Problem
Copy the records word for word, from the first line through the line containing "86 19 L 110".

# start of Information supplied

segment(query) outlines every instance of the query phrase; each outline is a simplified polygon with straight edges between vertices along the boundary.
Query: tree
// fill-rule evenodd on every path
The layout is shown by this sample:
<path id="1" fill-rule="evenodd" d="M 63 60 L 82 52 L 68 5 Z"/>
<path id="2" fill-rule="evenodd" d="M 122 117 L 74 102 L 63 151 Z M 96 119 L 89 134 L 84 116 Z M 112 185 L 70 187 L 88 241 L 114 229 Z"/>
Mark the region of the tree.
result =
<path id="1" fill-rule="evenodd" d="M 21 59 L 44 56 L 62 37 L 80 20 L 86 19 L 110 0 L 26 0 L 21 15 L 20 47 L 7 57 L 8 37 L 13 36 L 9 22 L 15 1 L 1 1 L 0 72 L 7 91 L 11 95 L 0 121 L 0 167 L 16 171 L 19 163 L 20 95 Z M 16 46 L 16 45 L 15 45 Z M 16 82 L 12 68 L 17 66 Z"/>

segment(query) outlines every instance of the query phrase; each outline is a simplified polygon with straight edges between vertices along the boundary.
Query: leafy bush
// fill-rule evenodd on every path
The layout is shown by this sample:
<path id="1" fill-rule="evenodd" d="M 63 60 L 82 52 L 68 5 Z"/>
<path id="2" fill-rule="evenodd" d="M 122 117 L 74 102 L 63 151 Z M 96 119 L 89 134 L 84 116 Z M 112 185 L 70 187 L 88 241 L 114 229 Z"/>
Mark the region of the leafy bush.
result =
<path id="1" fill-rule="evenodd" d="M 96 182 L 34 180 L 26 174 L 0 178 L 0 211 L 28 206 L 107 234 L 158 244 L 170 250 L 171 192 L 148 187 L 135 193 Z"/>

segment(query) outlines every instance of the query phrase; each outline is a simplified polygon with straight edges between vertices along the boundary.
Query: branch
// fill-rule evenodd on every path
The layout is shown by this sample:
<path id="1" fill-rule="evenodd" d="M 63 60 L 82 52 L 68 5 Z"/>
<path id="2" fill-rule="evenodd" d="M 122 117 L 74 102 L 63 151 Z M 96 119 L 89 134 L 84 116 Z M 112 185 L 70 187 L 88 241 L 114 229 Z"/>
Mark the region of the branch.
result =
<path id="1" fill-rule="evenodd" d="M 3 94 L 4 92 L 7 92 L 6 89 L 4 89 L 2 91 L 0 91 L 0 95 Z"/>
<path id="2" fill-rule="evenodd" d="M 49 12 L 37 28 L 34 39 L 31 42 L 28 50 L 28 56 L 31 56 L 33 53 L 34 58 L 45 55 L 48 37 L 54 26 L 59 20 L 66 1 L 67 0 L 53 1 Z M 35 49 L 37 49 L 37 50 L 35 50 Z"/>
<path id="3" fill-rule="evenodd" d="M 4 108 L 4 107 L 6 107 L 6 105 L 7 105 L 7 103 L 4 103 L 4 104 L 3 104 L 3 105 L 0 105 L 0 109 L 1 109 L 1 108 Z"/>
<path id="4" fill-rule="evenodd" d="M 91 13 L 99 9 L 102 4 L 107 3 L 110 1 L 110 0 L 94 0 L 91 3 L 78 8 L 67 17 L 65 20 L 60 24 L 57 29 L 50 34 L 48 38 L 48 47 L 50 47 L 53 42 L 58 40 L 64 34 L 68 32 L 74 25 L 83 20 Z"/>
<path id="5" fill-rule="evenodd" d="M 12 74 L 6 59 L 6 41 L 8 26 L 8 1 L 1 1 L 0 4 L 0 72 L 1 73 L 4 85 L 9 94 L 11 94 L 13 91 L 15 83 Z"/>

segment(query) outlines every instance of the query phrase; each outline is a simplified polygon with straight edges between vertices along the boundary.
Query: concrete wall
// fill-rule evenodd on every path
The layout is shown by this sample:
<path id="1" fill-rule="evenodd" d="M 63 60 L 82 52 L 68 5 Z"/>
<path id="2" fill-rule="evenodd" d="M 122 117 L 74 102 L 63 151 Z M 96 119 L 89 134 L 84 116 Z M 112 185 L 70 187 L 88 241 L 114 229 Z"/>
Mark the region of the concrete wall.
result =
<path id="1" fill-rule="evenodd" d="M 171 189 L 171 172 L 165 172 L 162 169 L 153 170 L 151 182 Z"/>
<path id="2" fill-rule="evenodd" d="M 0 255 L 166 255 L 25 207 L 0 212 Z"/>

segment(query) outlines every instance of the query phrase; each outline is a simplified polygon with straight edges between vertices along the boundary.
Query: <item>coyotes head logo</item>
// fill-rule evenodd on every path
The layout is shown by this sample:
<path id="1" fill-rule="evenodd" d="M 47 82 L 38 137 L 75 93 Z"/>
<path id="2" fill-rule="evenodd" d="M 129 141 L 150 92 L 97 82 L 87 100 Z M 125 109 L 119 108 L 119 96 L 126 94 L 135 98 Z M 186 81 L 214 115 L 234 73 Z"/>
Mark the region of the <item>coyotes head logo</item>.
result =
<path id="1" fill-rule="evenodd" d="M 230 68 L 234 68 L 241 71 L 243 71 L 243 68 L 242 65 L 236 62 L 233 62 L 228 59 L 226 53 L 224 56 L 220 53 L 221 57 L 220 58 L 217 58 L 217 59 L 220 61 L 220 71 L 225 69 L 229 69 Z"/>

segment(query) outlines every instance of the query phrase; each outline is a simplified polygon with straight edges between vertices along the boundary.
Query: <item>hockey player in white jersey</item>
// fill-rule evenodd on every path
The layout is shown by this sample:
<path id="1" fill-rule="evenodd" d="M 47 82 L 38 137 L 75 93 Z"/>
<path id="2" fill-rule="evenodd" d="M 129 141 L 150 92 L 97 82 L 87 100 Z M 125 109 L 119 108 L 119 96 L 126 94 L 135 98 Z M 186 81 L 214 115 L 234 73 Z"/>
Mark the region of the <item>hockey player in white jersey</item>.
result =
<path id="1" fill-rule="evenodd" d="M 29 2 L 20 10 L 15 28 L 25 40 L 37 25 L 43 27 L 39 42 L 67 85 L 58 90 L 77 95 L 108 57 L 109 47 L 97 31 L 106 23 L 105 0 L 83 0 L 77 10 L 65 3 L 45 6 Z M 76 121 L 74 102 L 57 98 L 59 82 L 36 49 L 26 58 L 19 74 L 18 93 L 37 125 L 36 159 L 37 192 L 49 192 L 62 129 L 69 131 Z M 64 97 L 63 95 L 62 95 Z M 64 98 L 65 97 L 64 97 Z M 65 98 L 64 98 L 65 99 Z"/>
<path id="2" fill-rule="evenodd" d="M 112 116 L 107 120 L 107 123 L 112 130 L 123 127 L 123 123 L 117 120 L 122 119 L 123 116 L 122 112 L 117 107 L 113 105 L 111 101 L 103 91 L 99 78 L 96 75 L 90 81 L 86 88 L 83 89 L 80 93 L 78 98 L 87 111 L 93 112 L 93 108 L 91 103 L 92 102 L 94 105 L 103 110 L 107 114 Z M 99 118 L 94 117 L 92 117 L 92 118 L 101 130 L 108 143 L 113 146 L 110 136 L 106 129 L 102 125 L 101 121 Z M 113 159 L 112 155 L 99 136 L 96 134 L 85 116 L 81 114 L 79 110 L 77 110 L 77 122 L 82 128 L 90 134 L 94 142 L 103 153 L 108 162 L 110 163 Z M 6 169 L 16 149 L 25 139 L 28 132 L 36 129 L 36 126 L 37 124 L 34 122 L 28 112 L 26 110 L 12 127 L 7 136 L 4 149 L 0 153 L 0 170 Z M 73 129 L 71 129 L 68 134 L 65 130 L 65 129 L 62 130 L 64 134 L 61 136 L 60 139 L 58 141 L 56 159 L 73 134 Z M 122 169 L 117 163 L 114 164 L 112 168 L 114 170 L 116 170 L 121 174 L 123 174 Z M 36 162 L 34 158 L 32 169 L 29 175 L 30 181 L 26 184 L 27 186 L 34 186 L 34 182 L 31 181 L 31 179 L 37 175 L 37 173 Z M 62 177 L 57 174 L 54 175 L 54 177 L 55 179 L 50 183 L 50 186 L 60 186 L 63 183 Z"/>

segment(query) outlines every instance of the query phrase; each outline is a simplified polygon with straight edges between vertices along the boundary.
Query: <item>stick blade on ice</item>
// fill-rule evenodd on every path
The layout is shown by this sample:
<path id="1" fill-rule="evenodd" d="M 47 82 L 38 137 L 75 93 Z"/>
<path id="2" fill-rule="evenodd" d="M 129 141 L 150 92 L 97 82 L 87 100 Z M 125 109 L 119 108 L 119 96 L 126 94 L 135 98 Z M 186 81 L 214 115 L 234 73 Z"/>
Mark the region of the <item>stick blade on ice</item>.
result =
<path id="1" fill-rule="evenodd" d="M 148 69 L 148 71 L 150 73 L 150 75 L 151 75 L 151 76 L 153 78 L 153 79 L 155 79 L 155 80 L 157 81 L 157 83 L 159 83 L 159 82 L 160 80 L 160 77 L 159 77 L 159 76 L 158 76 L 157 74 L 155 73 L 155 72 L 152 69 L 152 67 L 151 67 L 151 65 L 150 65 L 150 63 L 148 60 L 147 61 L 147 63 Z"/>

# end of Information supplied

Output below
segment(query) outlines every instance of the query phrase; each outline is a simplified polygon with straight edges between vertices along the boundary.
Query: tree
// fill-rule evenodd on every path
The layout is shown by this sample:
<path id="1" fill-rule="evenodd" d="M 63 60 L 82 52 L 68 5 Z"/>
<path id="2" fill-rule="evenodd" d="M 122 117 L 74 102 L 63 151 Z M 96 119 L 89 134 L 84 116 Z M 112 185 L 70 187 L 88 241 L 114 229 Z"/>
Mark the region of the tree.
result =
<path id="1" fill-rule="evenodd" d="M 21 59 L 44 56 L 62 37 L 80 20 L 86 19 L 110 0 L 26 0 L 21 15 L 20 47 L 7 57 L 8 37 L 13 36 L 9 22 L 15 1 L 1 1 L 0 72 L 7 91 L 11 95 L 0 121 L 0 167 L 16 171 L 19 163 L 20 95 Z M 16 46 L 16 45 L 15 45 Z M 16 82 L 12 68 L 17 66 Z"/>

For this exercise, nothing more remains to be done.